**PROBLEMS AND TASKS:**
a: Answer these questions from the financial passage, each on its own line:
(i) On what date did the Board of Directors authorize the repurchase of common stock?
(ii) What quarterly dividend per share did the Board declare on 16 July 2020?
(iii) What was the aggregate principal amount of the U.S. Dollar-denominated fixed-rate notes issued during the third quarter of fiscal year 2020?
b: Please summarize the financial passage in two sentences.

There were no outstanding commitments maintained by our foreign subsidiaries as of 30 June 2020.
As of 30 June 2020, we were in compliance with all of the financial and other covenants under our debt agreements.
On 15 September 2011, the Board of Directors authorized the repurchase of up to $1,000 of our outstanding common stock. During the first nine months of fiscal year 2020, we did not purchase any of our outstanding shares. At 30 June 2020, $485.3 in share repurchase authorization remained.
Dividends
On 16 July 2020, the Board of Directors declared a quarterly dividend of $1.34 per share. The dividend is payable on 9 November 2020 to shareholders of record at the close of business on 1 October 2020.

CONTRACTUAL OBLIGATIONS
We are obligated to make future payments under various contracts, such as debt agreements, lease agreements, unconditional purchase obligations, and other long-term obligations.
During the third quarter of fiscal year 2020, Air Products issued U.S. Dollar- and Euro-denominated fixed-rate notes with aggregate principal amounts of $3.8 billion and €1.0 billion ($1.1 billion as of 30 June 2020), respectively. For additional information, refer to Note 12, Debt, to the consolidated financial statements.

**EXTRACTED RECORDS:**
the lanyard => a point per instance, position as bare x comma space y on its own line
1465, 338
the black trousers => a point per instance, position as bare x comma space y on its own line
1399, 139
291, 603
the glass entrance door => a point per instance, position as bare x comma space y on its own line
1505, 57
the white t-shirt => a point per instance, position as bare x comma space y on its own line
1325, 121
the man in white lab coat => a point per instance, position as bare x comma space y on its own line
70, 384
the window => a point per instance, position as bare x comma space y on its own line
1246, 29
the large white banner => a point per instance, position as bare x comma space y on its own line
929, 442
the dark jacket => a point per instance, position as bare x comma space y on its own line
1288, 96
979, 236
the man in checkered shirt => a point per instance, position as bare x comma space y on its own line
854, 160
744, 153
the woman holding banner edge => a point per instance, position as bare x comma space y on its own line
---
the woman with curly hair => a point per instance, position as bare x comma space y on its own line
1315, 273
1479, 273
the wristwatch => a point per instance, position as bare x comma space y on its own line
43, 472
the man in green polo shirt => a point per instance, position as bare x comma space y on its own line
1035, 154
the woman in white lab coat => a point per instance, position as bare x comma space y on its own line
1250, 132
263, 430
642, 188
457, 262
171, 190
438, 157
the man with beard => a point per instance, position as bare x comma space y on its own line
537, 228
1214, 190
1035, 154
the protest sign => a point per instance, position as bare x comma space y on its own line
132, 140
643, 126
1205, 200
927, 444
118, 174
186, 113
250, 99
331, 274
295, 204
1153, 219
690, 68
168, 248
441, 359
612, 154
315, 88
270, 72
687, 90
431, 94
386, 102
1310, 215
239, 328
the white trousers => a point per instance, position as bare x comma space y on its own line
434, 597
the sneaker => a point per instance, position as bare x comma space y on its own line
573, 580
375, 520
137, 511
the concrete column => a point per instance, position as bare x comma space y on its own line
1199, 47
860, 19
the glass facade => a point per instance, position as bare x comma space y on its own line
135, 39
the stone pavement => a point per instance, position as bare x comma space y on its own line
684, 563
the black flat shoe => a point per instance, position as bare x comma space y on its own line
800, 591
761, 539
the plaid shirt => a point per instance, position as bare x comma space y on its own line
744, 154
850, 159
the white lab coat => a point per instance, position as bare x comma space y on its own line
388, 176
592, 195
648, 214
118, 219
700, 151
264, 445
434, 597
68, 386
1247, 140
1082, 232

**ACTIVITY ANSWERS:**
a:
(i) 15 September 2011
(ii) $1.34 per share
(iii) $3.8 billion

b: As of 30 June 2020, the company was in compliance with all covenants under its debt agreements and its foreign subsidiaries had no outstanding commitments, and it purchased none of its outstanding shares during the first nine months of fiscal year 2020. On 16 July 2020 the Board declared a quarterly dividend of $1.34 per share, payable on 9 November 2020, and during the third quarter Air Products issued fixed-rate notes with aggregate principal amounts of $3.8 billion and €1.0 billion.